**Given passage:**

====================

Jayson adds: “We had water-balloon fights at the end of every summer.”

As they got a bit older, their dad believed it was important for them to rotate between every department in the company, from accounts receivable to purchasing, so they could get a feel for the various aspects of the business.

“He said the only way we were going to learn the business and how it runs is to understand all of the components that make it work,” Ashlee explains. “Because there’s no job that’s more important than another.”

Today, Ashlee and Jayson are vice presidents for the Arnold Oil Co., and their offices at the corporate headquarters in Austin, Texas, are maybe 15 feet apart. Their roles within the company and its various divisions are very different, though, with Jayson running the Arnold Oil Co. Fuels division, and Ashlee more engaged with the auto parts division, among other responsibilities.

Ashlee marvels at the fact that Jayson “can walk into a room and sell anything to anybody at any given point in time” – a characteristic that she insists she doesn’t share. “I couldn’t sell anything to anybody, and Jayson can do it without even trying.”

Jayson adds: “The running joke around here is that I make money and spend it, and she just tries to count it and keep me under control.”

Joking aside, there’s at least one personality trait that Ashlee and Jayson share: They’re both extremely competitive. Even when they were kids working in warehouse, Jayson recalls having “races at the front counter to see who could pull hotshot parts first.” When Jayson was at Texas A&M University, Ashlee would drive from the University of Texas to be his teammate in 42 (also known as Texas 42) – a four-player game of dominoes that’s played like a card game.

“She used to drive all the way to College Station just to play 42 with me because I got tired of being beat,” Jayson explains. “We always won.”

====================

**The data:**

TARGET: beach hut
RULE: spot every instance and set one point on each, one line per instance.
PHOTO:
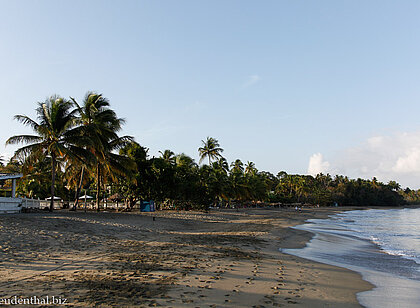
(85, 197)
(147, 206)
(55, 198)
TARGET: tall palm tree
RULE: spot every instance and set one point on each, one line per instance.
(250, 168)
(53, 135)
(101, 125)
(210, 149)
(168, 156)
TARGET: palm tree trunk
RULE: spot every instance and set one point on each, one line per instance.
(98, 185)
(79, 188)
(53, 162)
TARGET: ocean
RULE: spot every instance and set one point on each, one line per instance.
(382, 245)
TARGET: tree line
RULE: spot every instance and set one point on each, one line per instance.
(78, 146)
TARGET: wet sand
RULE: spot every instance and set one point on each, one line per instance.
(225, 258)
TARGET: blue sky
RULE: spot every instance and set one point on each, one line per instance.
(300, 86)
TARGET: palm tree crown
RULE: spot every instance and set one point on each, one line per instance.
(53, 135)
(210, 149)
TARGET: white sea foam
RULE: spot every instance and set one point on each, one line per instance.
(382, 245)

====================

**Using the information:**
**A.** Answer these questions from the Arnold Oil passage:
(i) In what city is the company's corporate headquarters?
(ii) Which division does Jayson run?
(iii) What game did Ashlee drive to College Station to play with Jayson?
**B.** Decide whether each statement agrees with the Arnold Oil passage. Answer yes or no, and quote the words that settle it.
(i) Ashlee's and Jayson's offices are roughly 15 feet apart.
(ii) Ashlee considers herself as good at selling as Jayson.
(iii) Jayson attended the University of Texas.
**C.** Write out the part of the Arnold Oil passage between "As they got" and "among other responsibilities.", inclusive.
You can set the records aside; nothing here depends on them.

**Solutions to the problems:**
**A.**
(i) Austin, Texas
(ii) The Arnold Oil Co. Fuels division
(iii) 42, also known as Texas 42, a four-player dominoes game played like a card game

**B.**
(i) Yes: "their offices at the corporate headquarters in Austin, Texas, are maybe 15 feet apart"
(ii) No: "I couldn’t sell anything to anybody, and Jayson can do it without even trying."
(iii) No: "When Jayson was at Texas A&M University"

**C.**
As they got a bit older, their dad believed it was important for them to rotate between every department in the company, from accounts receivable to purchasing, so they could get a feel for the various aspects of the business.

“He said the only way we were going to learn the business and how it runs is to understand all of the components that make it work,” Ashlee explains. “Because there’s no job that’s more important than another.”

Today, Ashlee and Jayson are vice presidents for the Arnold Oil Co., and their offices at the corporate headquarters in Austin, Texas, are maybe 15 feet apart. Their roles within the company and its various divisions are very different, though, with Jayson running the Arnold Oil Co. Fuels division, and Ashlee more engaged with the auto parts division, among other responsibilities.